# [Text provided]
** BEGIN **

33  Convolutions

In Chapter 31 and Chapter 32, we discussed how an estimator \(\hat\theta\) can be viewed as a random variable. Its expectation \(\text{E}\!\left[ \hat\theta \right]\) and variance \(\text{Var}\!\left[ \hat\theta \right]\) are useful for evaluating the estimator (e.g., bias, variance, MSE). In the coming chapters, we will discuss various strategies for calculating the distributions of common estimators, such as

  1. \(\bar X\) (Example 30.3, Example 32.4)
  2. \(\max(X_1, \dots, X_n)\) (Section 31.1)
  3. median of \(X_1, \dots, X_n\) (Exercise 30.6)

In the next few chapters, we will focus on the distribution of the sample mean \(\bar X\) of i.i.d. random variables. Since \[ \bar{X} = \frac{1}{n} \sum_{i=1}^n X_i, \] so the problem of determining the distribution of a sample mean is closely related to the problem of determining the distribution of a sum of random variables \[ S_n = \sum_{i=1}^n X_i,\] since \(\bar{X}\) is simply a scaling of \(S_n\).

The process used to determine the distribution of a sum is called convolution. Convolution operates on two independent random variables at a time. That is, to determine the distribution of \(S_n = \sum_{i=1}^n X_i\),

  1. we first determine the distribution of \(S_2 = X_1 + X_2\),
  2. then determine the distribution of \(S_3 = (X_1 + X_2) + X_3 = S_2 + X_3\),
  3. then determine the distribution of \(S_4 = (X_1 + X_2 + X_3) + X_4 = S_3 + X_4\),

and so on. Once we know how to calculate the distribution of the sum of two independent random variables, we can calculate the distribution of the sum of any number of independent random variables.

33.1 Discrete Convolutions

Let \(X\) and \(Y\) be independent discrete random variables with PMFs \(f_X(x)\) and \(f_Y(y)\), respectively. The method for determining the PMF of \(S = X + Y\) is straightforward in theory but difficult in practice.

Since the PMF of \(S\) is \[ f_S(s) = P(S = s) = P(X + Y = s), \] we just need to evaluate this probability for all possible values of \(s\). When \(X\) and \(Y\) are both integer-valued, the event \(\left\{ X + Y = s \right\}\) can be expressed as a disjoint union of all the different possibilities of \(X\)-values and \(Y\)-values that yield a sum of \(s\): \[ \cdots \cup \left\{ X = 0, Y = s \right\} \cup \left\{ X = 1, Y = s-1 \right\} \cup \left\{ X = 2, Y = s-2 \right\} \cup \cdots. \]

Therefore, the PMF of \(S\) is \[ \begin{align*} f_S(s) = P(X + Y = s) &= \sum_{x = -\infty}^\infty P(X = x, Y = s-x) \\ &= \sum_{x=-\infty}^\infty P(X = x) P(Y = s - x) \\ &= \sum_{x=-\infty}^\infty f_X(x) f_Y(s - x), \end{align*} \] where we used independence of \(X\) and \(Y\) in the second step.

** END **

# [Required tasks]
a: According to the convolutions text, how many independent random variables does convolution operate on at a time?
b: Pull out every line of the records that contains the word "floor". Case counts.
The text has nothing to do with the records.

# [Working data]
** BEGIN **

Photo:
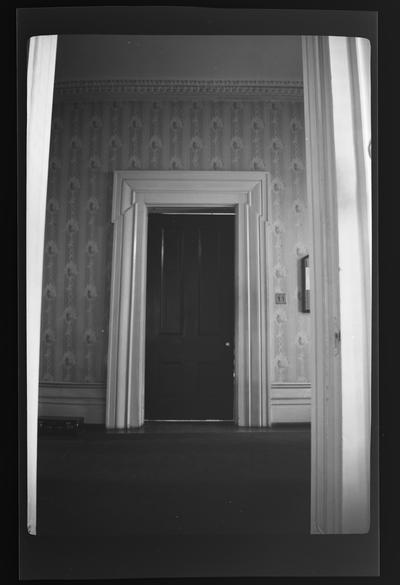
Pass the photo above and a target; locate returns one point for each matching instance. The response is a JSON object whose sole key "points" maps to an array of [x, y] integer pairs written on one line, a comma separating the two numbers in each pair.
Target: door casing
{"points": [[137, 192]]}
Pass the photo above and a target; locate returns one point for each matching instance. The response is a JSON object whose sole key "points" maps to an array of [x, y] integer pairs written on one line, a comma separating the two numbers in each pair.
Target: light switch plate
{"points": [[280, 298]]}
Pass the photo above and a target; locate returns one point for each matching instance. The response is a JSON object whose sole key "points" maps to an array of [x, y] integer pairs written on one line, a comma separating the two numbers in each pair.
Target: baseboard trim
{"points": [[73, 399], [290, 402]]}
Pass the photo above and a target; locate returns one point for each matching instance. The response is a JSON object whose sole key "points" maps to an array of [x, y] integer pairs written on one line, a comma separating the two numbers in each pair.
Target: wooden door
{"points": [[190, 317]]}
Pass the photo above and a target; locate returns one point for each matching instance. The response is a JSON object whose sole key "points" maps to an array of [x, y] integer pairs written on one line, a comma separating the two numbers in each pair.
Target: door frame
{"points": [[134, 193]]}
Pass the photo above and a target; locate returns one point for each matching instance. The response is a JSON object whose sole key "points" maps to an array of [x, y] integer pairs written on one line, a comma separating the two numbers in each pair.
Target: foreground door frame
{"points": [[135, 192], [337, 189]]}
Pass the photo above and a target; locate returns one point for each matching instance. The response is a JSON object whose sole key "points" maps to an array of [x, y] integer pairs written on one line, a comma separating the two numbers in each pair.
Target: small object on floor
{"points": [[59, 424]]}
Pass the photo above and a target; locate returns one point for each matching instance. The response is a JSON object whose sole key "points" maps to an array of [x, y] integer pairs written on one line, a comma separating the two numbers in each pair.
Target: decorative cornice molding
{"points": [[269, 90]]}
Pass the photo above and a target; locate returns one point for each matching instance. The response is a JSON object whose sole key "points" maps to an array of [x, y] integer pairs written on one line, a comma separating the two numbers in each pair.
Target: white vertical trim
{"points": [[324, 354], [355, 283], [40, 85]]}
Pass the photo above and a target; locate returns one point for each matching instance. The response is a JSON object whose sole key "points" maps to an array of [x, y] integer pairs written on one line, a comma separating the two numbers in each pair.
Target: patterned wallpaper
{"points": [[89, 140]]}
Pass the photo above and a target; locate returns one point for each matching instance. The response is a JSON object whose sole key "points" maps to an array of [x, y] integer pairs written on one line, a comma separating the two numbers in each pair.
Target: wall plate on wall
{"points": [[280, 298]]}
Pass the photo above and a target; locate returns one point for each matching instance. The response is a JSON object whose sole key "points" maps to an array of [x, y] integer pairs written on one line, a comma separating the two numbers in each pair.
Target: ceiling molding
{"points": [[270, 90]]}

** END **
** BEGIN **

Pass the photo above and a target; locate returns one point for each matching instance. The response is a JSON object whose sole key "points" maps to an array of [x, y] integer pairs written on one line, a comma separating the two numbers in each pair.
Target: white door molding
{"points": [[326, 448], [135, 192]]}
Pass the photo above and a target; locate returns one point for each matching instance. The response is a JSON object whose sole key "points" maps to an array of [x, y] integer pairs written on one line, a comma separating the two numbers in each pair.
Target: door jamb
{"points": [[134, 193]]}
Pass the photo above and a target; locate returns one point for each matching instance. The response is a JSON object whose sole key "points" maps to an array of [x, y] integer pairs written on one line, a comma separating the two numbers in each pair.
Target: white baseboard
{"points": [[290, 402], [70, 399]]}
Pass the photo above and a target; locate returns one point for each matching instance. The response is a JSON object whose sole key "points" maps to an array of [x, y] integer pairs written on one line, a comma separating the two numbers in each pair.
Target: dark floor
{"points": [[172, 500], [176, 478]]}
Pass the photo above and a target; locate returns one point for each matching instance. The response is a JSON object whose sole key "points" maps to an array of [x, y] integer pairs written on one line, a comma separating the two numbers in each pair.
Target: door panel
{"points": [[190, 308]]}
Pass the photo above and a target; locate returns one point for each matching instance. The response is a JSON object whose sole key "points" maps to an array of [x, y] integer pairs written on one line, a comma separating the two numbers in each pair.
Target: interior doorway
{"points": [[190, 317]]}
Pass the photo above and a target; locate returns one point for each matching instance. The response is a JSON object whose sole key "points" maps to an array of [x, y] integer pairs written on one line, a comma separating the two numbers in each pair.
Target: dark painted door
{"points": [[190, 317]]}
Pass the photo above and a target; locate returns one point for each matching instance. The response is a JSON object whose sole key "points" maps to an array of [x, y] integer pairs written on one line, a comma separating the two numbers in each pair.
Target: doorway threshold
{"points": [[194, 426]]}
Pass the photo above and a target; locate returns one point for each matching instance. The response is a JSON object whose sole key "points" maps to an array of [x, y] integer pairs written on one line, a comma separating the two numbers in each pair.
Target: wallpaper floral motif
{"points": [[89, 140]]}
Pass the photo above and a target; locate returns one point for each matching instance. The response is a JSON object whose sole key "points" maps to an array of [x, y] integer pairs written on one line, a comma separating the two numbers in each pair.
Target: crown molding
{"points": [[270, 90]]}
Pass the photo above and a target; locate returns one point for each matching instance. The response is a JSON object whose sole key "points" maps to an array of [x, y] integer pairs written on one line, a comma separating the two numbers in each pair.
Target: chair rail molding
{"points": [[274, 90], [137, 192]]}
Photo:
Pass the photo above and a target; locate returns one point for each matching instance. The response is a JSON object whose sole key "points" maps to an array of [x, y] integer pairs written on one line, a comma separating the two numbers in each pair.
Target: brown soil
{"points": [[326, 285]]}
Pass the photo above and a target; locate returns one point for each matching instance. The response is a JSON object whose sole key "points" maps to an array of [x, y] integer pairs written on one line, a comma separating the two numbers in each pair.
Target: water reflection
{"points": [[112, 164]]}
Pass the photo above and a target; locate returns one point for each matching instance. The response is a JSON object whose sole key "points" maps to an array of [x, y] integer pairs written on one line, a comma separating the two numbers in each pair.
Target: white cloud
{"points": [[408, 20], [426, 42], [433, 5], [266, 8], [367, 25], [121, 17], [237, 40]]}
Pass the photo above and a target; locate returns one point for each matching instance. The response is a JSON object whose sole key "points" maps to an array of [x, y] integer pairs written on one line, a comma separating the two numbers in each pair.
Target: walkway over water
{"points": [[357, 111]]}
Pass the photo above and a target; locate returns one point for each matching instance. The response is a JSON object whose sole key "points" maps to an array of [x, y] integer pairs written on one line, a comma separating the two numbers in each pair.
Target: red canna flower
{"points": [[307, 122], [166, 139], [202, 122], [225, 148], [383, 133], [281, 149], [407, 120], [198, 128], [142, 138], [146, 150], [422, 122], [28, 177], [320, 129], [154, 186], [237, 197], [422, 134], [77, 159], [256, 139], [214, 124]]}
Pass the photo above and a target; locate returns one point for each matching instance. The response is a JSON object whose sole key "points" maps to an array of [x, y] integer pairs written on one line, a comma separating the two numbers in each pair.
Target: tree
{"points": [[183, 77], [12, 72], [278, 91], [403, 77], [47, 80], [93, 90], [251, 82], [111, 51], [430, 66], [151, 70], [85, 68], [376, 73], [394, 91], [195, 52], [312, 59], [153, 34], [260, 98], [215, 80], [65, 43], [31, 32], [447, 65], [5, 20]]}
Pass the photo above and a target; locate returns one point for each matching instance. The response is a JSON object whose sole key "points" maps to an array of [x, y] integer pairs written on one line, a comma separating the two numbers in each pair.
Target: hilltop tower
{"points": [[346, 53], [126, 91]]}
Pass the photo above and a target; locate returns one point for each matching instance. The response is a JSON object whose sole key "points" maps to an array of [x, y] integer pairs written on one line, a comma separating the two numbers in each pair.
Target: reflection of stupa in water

** END **

# [Solution list]
a: Two.

b:
Target: small object on floor
Target: dark floor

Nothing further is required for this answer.